Release announcements for DataFrames.jl

I’m a bit surprised by the change to String. The bike shed was so much more beautiful with the interned blue string of Symbol. Is there a short rationale for the change?

Are Strings the future? Should we get used to typing "col_name" instead of :col_name in anticipation of an eventual deprecation?

Should we get used to typing "col_name" instead of :col_name in anticipation of an eventual deprecation?

No - both strings and Symbols are allowed and will be allowed.

In general the policy post 0.21 release is not to break the functionality in DataFrames.jl (this is not carved in stone of course, but I will oppose any breaking change without a very good justification). The objective is that every code that is working under 0.21 without printing deprecation warnings should be working in long term.

Is there a short rationale for the change?

The rationale is the following:

  1. we keep, and will keep allowing Symbols, actually internally we work and will work with Symbols, as they are faster.

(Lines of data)
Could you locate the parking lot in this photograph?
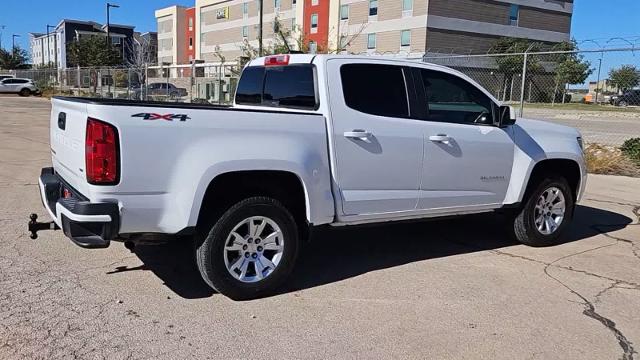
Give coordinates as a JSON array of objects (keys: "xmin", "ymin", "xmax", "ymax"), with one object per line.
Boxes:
[{"xmin": 0, "ymin": 97, "xmax": 640, "ymax": 359}]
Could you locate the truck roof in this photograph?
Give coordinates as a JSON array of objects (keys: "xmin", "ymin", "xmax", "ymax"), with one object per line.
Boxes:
[{"xmin": 247, "ymin": 54, "xmax": 456, "ymax": 77}]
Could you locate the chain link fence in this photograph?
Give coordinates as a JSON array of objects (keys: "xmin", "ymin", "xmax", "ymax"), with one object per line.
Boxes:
[
  {"xmin": 3, "ymin": 48, "xmax": 640, "ymax": 146},
  {"xmin": 423, "ymin": 48, "xmax": 640, "ymax": 146}
]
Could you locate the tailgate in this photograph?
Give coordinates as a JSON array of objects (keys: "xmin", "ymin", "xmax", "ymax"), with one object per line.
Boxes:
[{"xmin": 49, "ymin": 99, "xmax": 89, "ymax": 196}]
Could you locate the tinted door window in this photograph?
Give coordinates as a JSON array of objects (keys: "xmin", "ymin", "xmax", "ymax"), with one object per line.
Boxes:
[
  {"xmin": 340, "ymin": 64, "xmax": 409, "ymax": 118},
  {"xmin": 236, "ymin": 66, "xmax": 264, "ymax": 105},
  {"xmin": 421, "ymin": 69, "xmax": 493, "ymax": 124},
  {"xmin": 236, "ymin": 64, "xmax": 317, "ymax": 109}
]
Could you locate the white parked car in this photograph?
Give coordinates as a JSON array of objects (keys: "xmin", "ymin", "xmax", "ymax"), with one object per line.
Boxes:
[
  {"xmin": 0, "ymin": 78, "xmax": 40, "ymax": 96},
  {"xmin": 29, "ymin": 55, "xmax": 586, "ymax": 299}
]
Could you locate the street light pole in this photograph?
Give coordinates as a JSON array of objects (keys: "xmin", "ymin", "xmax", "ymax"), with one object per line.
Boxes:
[
  {"xmin": 107, "ymin": 3, "xmax": 120, "ymax": 47},
  {"xmin": 258, "ymin": 0, "xmax": 264, "ymax": 56},
  {"xmin": 47, "ymin": 24, "xmax": 58, "ymax": 69},
  {"xmin": 11, "ymin": 34, "xmax": 20, "ymax": 57},
  {"xmin": 107, "ymin": 3, "xmax": 120, "ymax": 97},
  {"xmin": 0, "ymin": 25, "xmax": 6, "ymax": 50}
]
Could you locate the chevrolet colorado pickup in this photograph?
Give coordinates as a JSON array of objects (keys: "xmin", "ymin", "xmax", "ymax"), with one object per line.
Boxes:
[{"xmin": 29, "ymin": 54, "xmax": 586, "ymax": 299}]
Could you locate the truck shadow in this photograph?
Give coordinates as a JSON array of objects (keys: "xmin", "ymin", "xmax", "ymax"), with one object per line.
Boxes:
[{"xmin": 129, "ymin": 206, "xmax": 632, "ymax": 299}]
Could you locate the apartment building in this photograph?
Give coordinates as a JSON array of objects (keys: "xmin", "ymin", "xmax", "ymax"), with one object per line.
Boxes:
[
  {"xmin": 156, "ymin": 0, "xmax": 304, "ymax": 64},
  {"xmin": 29, "ymin": 19, "xmax": 134, "ymax": 69},
  {"xmin": 156, "ymin": 0, "xmax": 573, "ymax": 64},
  {"xmin": 332, "ymin": 0, "xmax": 573, "ymax": 54}
]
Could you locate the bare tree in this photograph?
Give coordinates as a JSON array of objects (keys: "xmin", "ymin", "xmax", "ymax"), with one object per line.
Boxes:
[{"xmin": 125, "ymin": 37, "xmax": 156, "ymax": 88}]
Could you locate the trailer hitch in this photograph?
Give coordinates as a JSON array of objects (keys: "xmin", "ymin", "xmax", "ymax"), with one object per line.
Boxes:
[{"xmin": 29, "ymin": 214, "xmax": 60, "ymax": 239}]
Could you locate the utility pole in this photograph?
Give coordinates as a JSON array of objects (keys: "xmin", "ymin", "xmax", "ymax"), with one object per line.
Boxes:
[
  {"xmin": 258, "ymin": 0, "xmax": 264, "ymax": 56},
  {"xmin": 107, "ymin": 3, "xmax": 120, "ymax": 93},
  {"xmin": 47, "ymin": 24, "xmax": 58, "ymax": 69},
  {"xmin": 0, "ymin": 25, "xmax": 6, "ymax": 49},
  {"xmin": 11, "ymin": 34, "xmax": 20, "ymax": 57}
]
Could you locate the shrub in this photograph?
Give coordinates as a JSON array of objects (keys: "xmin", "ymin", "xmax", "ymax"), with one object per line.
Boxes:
[
  {"xmin": 620, "ymin": 138, "xmax": 640, "ymax": 165},
  {"xmin": 584, "ymin": 144, "xmax": 640, "ymax": 177}
]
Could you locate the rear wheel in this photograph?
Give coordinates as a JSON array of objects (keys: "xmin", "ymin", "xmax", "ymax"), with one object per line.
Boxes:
[
  {"xmin": 513, "ymin": 177, "xmax": 574, "ymax": 246},
  {"xmin": 196, "ymin": 197, "xmax": 298, "ymax": 300}
]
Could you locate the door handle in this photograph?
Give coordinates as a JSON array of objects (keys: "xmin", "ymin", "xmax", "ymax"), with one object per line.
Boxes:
[
  {"xmin": 344, "ymin": 129, "xmax": 371, "ymax": 142},
  {"xmin": 429, "ymin": 134, "xmax": 451, "ymax": 144}
]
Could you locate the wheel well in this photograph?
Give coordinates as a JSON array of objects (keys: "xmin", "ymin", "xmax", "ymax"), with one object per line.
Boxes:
[
  {"xmin": 523, "ymin": 159, "xmax": 580, "ymax": 201},
  {"xmin": 197, "ymin": 170, "xmax": 309, "ymax": 238}
]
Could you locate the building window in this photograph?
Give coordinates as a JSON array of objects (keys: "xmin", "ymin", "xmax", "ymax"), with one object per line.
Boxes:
[
  {"xmin": 367, "ymin": 34, "xmax": 376, "ymax": 49},
  {"xmin": 400, "ymin": 30, "xmax": 411, "ymax": 46},
  {"xmin": 369, "ymin": 0, "xmax": 378, "ymax": 16},
  {"xmin": 340, "ymin": 5, "xmax": 349, "ymax": 20},
  {"xmin": 509, "ymin": 4, "xmax": 520, "ymax": 26},
  {"xmin": 339, "ymin": 35, "xmax": 349, "ymax": 51}
]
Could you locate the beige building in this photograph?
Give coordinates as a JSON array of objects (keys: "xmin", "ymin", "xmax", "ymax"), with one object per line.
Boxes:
[
  {"xmin": 195, "ymin": 0, "xmax": 302, "ymax": 62},
  {"xmin": 156, "ymin": 0, "xmax": 573, "ymax": 64},
  {"xmin": 156, "ymin": 6, "xmax": 188, "ymax": 64},
  {"xmin": 338, "ymin": 0, "xmax": 573, "ymax": 54}
]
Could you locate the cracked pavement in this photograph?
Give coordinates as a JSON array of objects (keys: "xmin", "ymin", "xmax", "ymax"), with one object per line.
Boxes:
[{"xmin": 0, "ymin": 97, "xmax": 640, "ymax": 359}]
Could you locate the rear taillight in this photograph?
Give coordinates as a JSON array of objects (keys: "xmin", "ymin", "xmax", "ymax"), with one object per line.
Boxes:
[
  {"xmin": 264, "ymin": 55, "xmax": 289, "ymax": 66},
  {"xmin": 85, "ymin": 118, "xmax": 120, "ymax": 185}
]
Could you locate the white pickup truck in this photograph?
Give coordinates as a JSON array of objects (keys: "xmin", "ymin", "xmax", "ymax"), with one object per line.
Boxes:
[{"xmin": 29, "ymin": 55, "xmax": 586, "ymax": 299}]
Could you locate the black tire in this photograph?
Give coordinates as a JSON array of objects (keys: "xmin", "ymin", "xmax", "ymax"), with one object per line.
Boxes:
[
  {"xmin": 512, "ymin": 177, "xmax": 575, "ymax": 247},
  {"xmin": 196, "ymin": 197, "xmax": 300, "ymax": 300}
]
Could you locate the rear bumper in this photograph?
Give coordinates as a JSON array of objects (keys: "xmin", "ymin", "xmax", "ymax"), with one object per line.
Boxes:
[{"xmin": 39, "ymin": 168, "xmax": 120, "ymax": 249}]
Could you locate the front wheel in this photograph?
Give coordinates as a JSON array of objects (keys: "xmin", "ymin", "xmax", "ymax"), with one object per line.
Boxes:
[
  {"xmin": 196, "ymin": 197, "xmax": 299, "ymax": 300},
  {"xmin": 513, "ymin": 177, "xmax": 574, "ymax": 246}
]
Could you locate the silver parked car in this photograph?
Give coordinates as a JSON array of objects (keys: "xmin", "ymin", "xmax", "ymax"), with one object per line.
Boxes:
[{"xmin": 0, "ymin": 78, "xmax": 40, "ymax": 96}]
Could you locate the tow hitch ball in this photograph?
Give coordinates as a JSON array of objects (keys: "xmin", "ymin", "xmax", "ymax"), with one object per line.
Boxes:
[{"xmin": 29, "ymin": 214, "xmax": 60, "ymax": 239}]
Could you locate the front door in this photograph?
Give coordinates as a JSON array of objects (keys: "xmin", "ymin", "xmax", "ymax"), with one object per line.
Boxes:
[
  {"xmin": 415, "ymin": 69, "xmax": 514, "ymax": 212},
  {"xmin": 327, "ymin": 59, "xmax": 424, "ymax": 215}
]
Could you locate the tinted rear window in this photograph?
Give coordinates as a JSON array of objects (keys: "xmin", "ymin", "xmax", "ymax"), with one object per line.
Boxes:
[
  {"xmin": 340, "ymin": 64, "xmax": 409, "ymax": 117},
  {"xmin": 236, "ymin": 64, "xmax": 317, "ymax": 109}
]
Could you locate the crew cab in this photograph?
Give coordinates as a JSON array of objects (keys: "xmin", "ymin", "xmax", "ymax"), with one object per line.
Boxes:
[{"xmin": 30, "ymin": 54, "xmax": 586, "ymax": 299}]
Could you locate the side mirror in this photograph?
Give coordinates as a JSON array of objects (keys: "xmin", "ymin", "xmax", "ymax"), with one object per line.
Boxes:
[{"xmin": 498, "ymin": 105, "xmax": 516, "ymax": 127}]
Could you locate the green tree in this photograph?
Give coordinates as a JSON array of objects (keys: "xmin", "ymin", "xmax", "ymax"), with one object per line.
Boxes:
[
  {"xmin": 489, "ymin": 37, "xmax": 542, "ymax": 100},
  {"xmin": 552, "ymin": 40, "xmax": 593, "ymax": 103},
  {"xmin": 67, "ymin": 36, "xmax": 122, "ymax": 67},
  {"xmin": 0, "ymin": 45, "xmax": 29, "ymax": 69},
  {"xmin": 609, "ymin": 65, "xmax": 640, "ymax": 92}
]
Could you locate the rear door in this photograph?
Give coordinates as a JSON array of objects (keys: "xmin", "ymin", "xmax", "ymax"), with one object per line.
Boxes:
[
  {"xmin": 327, "ymin": 59, "xmax": 423, "ymax": 216},
  {"xmin": 0, "ymin": 79, "xmax": 17, "ymax": 93},
  {"xmin": 414, "ymin": 68, "xmax": 514, "ymax": 210}
]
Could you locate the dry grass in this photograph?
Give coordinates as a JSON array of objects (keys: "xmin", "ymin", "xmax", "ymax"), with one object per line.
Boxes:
[{"xmin": 584, "ymin": 144, "xmax": 640, "ymax": 177}]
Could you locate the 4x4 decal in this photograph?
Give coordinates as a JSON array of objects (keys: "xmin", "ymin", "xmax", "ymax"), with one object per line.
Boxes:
[{"xmin": 131, "ymin": 113, "xmax": 191, "ymax": 121}]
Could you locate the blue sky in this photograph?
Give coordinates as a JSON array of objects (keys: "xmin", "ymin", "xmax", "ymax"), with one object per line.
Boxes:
[{"xmin": 0, "ymin": 0, "xmax": 640, "ymax": 82}]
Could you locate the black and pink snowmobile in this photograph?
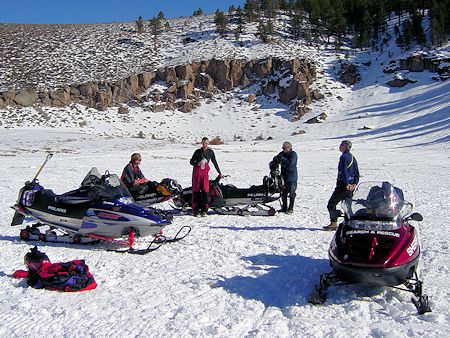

*Set task*: In the DataFrames.jl thread, condense the paragraph beginning "In general the policy post 0.21 release" into a short bulleted list that keeps its main facts. The records play no part in this exercise.

*Full answer*:
- After the 0.21 release, the policy is not to break functionality in DataFrames.jl.
- This is not fixed absolutely, but breaking changes will be opposed unless there is a very good justification.
- The goal is that any code working under 0.21 without deprecation warnings keeps working in the long term.